** Start Record extracts **

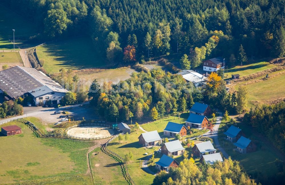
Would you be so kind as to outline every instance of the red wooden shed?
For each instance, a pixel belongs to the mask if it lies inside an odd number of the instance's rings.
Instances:
[[[22,129],[17,125],[11,125],[2,128],[1,133],[7,136],[19,134],[22,133]]]

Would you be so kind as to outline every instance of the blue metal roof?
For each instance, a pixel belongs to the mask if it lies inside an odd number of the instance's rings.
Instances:
[[[237,127],[232,125],[224,134],[231,137],[235,137],[237,135],[241,130]]]
[[[198,102],[195,102],[190,110],[197,113],[204,113],[208,106],[208,105],[203,104]]]
[[[159,160],[155,163],[157,164],[160,166],[166,168],[168,167],[171,164],[171,163],[173,162],[175,159],[172,159],[170,157],[169,157],[166,155],[163,154]]]
[[[196,114],[191,113],[188,117],[188,119],[186,120],[186,122],[188,122],[196,125],[200,125],[202,124],[204,120],[204,118],[206,117],[208,121],[209,121],[208,118],[205,116],[199,115]]]
[[[179,123],[169,122],[167,124],[167,125],[166,126],[165,128],[163,130],[178,133],[181,130],[181,129],[184,126],[183,124],[180,124]]]
[[[246,148],[251,142],[251,140],[249,139],[242,136],[239,139],[236,143],[233,144],[239,148],[243,149]]]

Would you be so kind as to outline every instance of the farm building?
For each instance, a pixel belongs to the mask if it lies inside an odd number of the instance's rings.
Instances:
[[[172,155],[174,156],[181,155],[185,150],[179,140],[165,143],[160,149],[162,153],[170,156]]]
[[[131,129],[128,125],[123,123],[120,123],[117,126],[119,128],[119,131],[121,133],[131,133]]]
[[[239,79],[239,74],[232,75],[232,78],[233,79]]]
[[[241,153],[246,153],[256,151],[256,145],[249,139],[242,136],[233,144],[236,147],[236,150]]]
[[[11,125],[1,128],[1,133],[5,135],[9,136],[22,133],[22,129],[17,125]]]
[[[186,126],[203,129],[207,128],[210,121],[205,116],[191,113],[185,122]]]
[[[187,130],[183,124],[169,122],[163,130],[163,135],[172,137],[175,137],[177,134],[181,136],[185,136],[187,135]]]
[[[242,135],[241,130],[232,125],[226,131],[224,132],[226,139],[231,142],[235,142]]]
[[[213,113],[213,111],[208,105],[195,102],[189,110],[190,114],[209,116]]]
[[[209,141],[195,145],[192,150],[194,155],[200,157],[204,155],[215,153],[217,151]]]
[[[47,100],[58,104],[68,92],[41,72],[30,67],[17,66],[3,70],[0,72],[0,93],[7,94],[6,100],[30,94],[36,105]]]
[[[139,137],[139,143],[144,147],[159,145],[162,141],[156,130],[142,133]]]
[[[220,161],[222,162],[223,161],[223,158],[222,158],[222,156],[221,155],[221,154],[219,153],[204,155],[202,156],[202,157],[200,160],[200,162],[202,162],[203,161],[205,161],[206,163],[210,165],[213,164],[216,161]]]
[[[192,70],[183,70],[177,73],[181,75],[188,82],[192,82],[195,87],[206,88],[206,80],[207,78],[201,74]]]
[[[176,168],[179,165],[176,160],[165,155],[162,155],[155,164],[155,167],[157,170],[166,171],[168,171],[170,168]]]
[[[224,69],[224,59],[221,57],[214,58],[202,62],[203,70],[208,71],[216,71]]]

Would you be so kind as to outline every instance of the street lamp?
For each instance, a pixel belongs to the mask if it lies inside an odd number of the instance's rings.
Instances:
[[[25,61],[26,62],[26,66],[25,67],[27,67],[27,51],[25,51]]]
[[[13,29],[12,30],[13,30],[13,37],[14,38],[14,51],[15,51],[15,30],[14,29]]]
[[[225,59],[224,58],[224,69],[223,69],[224,70],[224,72],[223,73],[224,76],[223,79],[225,79]]]

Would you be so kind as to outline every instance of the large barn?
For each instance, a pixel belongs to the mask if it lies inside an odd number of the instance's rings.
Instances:
[[[22,129],[17,125],[11,125],[2,127],[1,132],[3,134],[10,136],[21,133]]]
[[[41,102],[44,104],[47,100],[56,104],[68,92],[49,77],[33,68],[17,66],[0,72],[0,93],[6,93],[6,100],[29,94],[32,96],[35,105]]]

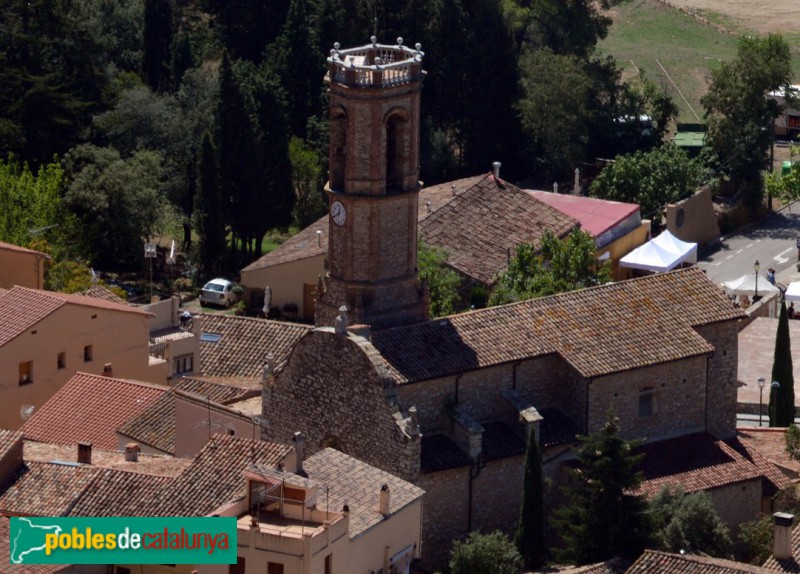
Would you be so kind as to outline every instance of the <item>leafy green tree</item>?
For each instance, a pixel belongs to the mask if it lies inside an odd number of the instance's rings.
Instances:
[[[27,247],[45,240],[62,246],[71,227],[61,201],[63,180],[59,163],[33,173],[13,156],[0,160],[0,241]]]
[[[702,161],[669,143],[649,152],[617,157],[595,178],[594,197],[639,205],[642,216],[656,224],[668,203],[688,197],[707,177]]]
[[[203,138],[200,181],[194,205],[194,226],[200,238],[200,274],[204,277],[215,276],[223,271],[225,223],[222,219],[222,199],[214,144],[208,134]]]
[[[782,36],[743,36],[736,58],[711,72],[708,93],[701,99],[708,145],[752,210],[761,205],[762,170],[769,163],[773,124],[781,113],[767,94],[788,89],[791,79],[791,51]]]
[[[517,247],[508,269],[497,276],[489,305],[555,295],[610,280],[611,271],[607,264],[597,261],[590,234],[576,229],[559,239],[548,231],[538,248],[530,243]]]
[[[666,552],[704,553],[720,558],[731,555],[728,527],[705,491],[685,494],[683,489],[661,490],[650,501],[654,539]]]
[[[525,475],[523,478],[522,509],[519,526],[514,539],[517,550],[528,568],[540,568],[544,564],[544,481],[542,480],[542,454],[536,429],[531,426],[528,448],[525,451]]]
[[[428,284],[431,316],[444,317],[454,313],[460,300],[461,277],[447,265],[447,252],[420,240],[417,267],[420,281]]]
[[[577,464],[565,491],[569,504],[559,507],[552,523],[564,542],[554,549],[565,562],[590,564],[613,556],[638,556],[651,535],[647,502],[632,494],[642,482],[636,443],[620,436],[619,421],[609,411],[597,432],[578,437]]]
[[[775,356],[772,380],[780,387],[769,394],[769,426],[788,427],[794,422],[794,374],[792,372],[792,343],[789,337],[789,316],[786,302],[781,302],[778,333],[775,337]]]
[[[304,229],[325,213],[322,192],[322,158],[303,140],[292,137],[289,142],[292,162],[292,187],[296,196],[294,224]]]
[[[114,149],[81,145],[64,157],[64,171],[64,200],[82,223],[82,254],[105,268],[138,268],[165,212],[160,156],[138,151],[123,159]]]
[[[450,574],[521,574],[522,557],[505,534],[470,532],[450,551]]]

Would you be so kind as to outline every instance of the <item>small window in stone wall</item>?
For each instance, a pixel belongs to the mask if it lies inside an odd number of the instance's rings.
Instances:
[[[653,387],[646,387],[639,391],[639,416],[651,417],[656,414],[656,397]]]

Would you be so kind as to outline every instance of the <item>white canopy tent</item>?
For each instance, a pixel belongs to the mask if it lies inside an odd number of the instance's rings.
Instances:
[[[758,285],[756,285],[755,273],[751,273],[750,275],[742,275],[736,279],[725,281],[722,286],[731,295],[753,296],[756,294],[756,287],[758,287],[758,292],[762,295],[767,295],[768,293],[780,293],[781,291],[778,287],[767,281],[766,277],[759,277]],[[798,300],[800,300],[800,296],[798,297]]]
[[[800,301],[800,281],[792,281],[786,288],[783,298],[787,301]]]
[[[621,267],[664,272],[681,263],[697,263],[697,243],[681,241],[664,231],[619,260]]]

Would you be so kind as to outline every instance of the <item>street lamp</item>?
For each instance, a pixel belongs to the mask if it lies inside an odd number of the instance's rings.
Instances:
[[[769,417],[769,426],[773,426],[775,424],[775,411],[778,410],[776,407],[778,406],[775,404],[775,399],[773,398],[772,394],[781,388],[781,384],[778,381],[772,381],[771,388],[769,390],[769,402],[772,406],[772,410],[770,411]]]
[[[753,302],[758,300],[758,270],[761,269],[761,265],[758,264],[758,259],[753,264],[753,271],[756,272],[756,294],[753,295]]]

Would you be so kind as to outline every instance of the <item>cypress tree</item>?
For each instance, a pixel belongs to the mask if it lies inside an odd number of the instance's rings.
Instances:
[[[142,77],[154,92],[168,90],[172,45],[170,0],[146,0],[143,34]]]
[[[211,136],[203,136],[200,155],[200,175],[195,198],[194,224],[200,237],[200,265],[204,276],[218,275],[222,271],[225,253],[225,224],[222,219],[222,201],[217,162]]]
[[[778,333],[775,336],[775,358],[772,380],[780,383],[769,393],[769,426],[788,427],[794,422],[794,375],[792,373],[792,343],[789,338],[789,316],[786,303],[781,303]]]
[[[536,569],[542,566],[545,553],[542,455],[533,426],[525,451],[522,509],[514,543],[525,560],[526,567]]]
[[[636,443],[620,436],[611,411],[599,431],[578,440],[573,485],[565,489],[570,502],[553,520],[564,542],[554,550],[556,558],[577,564],[635,558],[651,536],[647,502],[632,494],[642,483],[637,471],[642,455],[633,454]]]

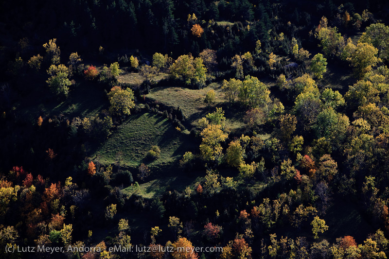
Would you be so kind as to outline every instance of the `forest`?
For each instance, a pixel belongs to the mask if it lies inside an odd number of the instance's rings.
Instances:
[[[388,66],[385,0],[0,1],[0,257],[387,258]]]

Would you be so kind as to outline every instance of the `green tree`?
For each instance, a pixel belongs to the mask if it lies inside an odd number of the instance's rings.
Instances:
[[[47,70],[51,77],[46,81],[49,86],[57,95],[67,97],[69,93],[69,86],[71,83],[69,78],[69,70],[64,65],[52,65]]]
[[[317,216],[315,217],[311,223],[312,226],[312,233],[313,237],[315,239],[319,238],[318,234],[319,233],[324,233],[325,231],[328,230],[328,226],[325,224],[324,220],[320,219]]]
[[[231,141],[226,155],[227,163],[231,166],[238,167],[243,161],[243,148],[239,140]]]
[[[225,79],[223,81],[222,89],[224,92],[226,99],[230,103],[233,103],[235,99],[238,97],[243,85],[243,82],[239,79],[232,78],[228,81]]]
[[[366,28],[359,42],[371,44],[378,52],[378,57],[387,57],[389,46],[389,26],[383,23],[373,23]]]
[[[146,82],[146,84],[149,86],[151,80],[158,75],[159,70],[157,67],[152,67],[148,65],[143,65],[139,69],[139,74],[142,76]]]
[[[156,67],[159,70],[162,69],[166,64],[165,56],[160,53],[156,52],[153,55],[153,66]]]
[[[125,90],[120,86],[114,86],[108,93],[108,98],[111,106],[109,112],[115,115],[129,115],[130,109],[135,106],[134,92],[129,88]]]
[[[60,62],[61,51],[57,46],[56,41],[57,39],[54,38],[49,40],[48,43],[43,44],[46,53],[45,57],[53,65],[59,64]]]
[[[36,56],[33,56],[28,62],[30,68],[34,69],[35,72],[38,72],[40,69],[40,65],[42,64],[43,59],[43,57],[39,54]]]
[[[323,78],[323,73],[327,71],[327,59],[319,53],[313,57],[311,63],[311,70],[315,77],[320,79]]]
[[[378,52],[378,50],[371,44],[358,43],[355,51],[351,55],[351,65],[354,68],[357,76],[362,77],[381,61],[376,56]]]
[[[213,89],[207,92],[204,101],[209,106],[211,106],[212,103],[215,102],[215,91]]]
[[[326,107],[331,107],[336,109],[345,104],[344,99],[339,91],[334,91],[330,88],[326,88],[323,91],[320,99],[323,101]]]

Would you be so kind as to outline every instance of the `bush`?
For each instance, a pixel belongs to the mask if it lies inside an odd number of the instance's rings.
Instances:
[[[133,181],[132,174],[128,170],[119,170],[114,176],[113,182],[117,185],[129,185]]]
[[[161,150],[158,146],[152,146],[151,149],[148,151],[146,155],[149,158],[156,159],[159,156]]]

** End Record extracts **

How many of the lines above contain the word "green"? Reply with the number alone.

** Solution to the exercise **
2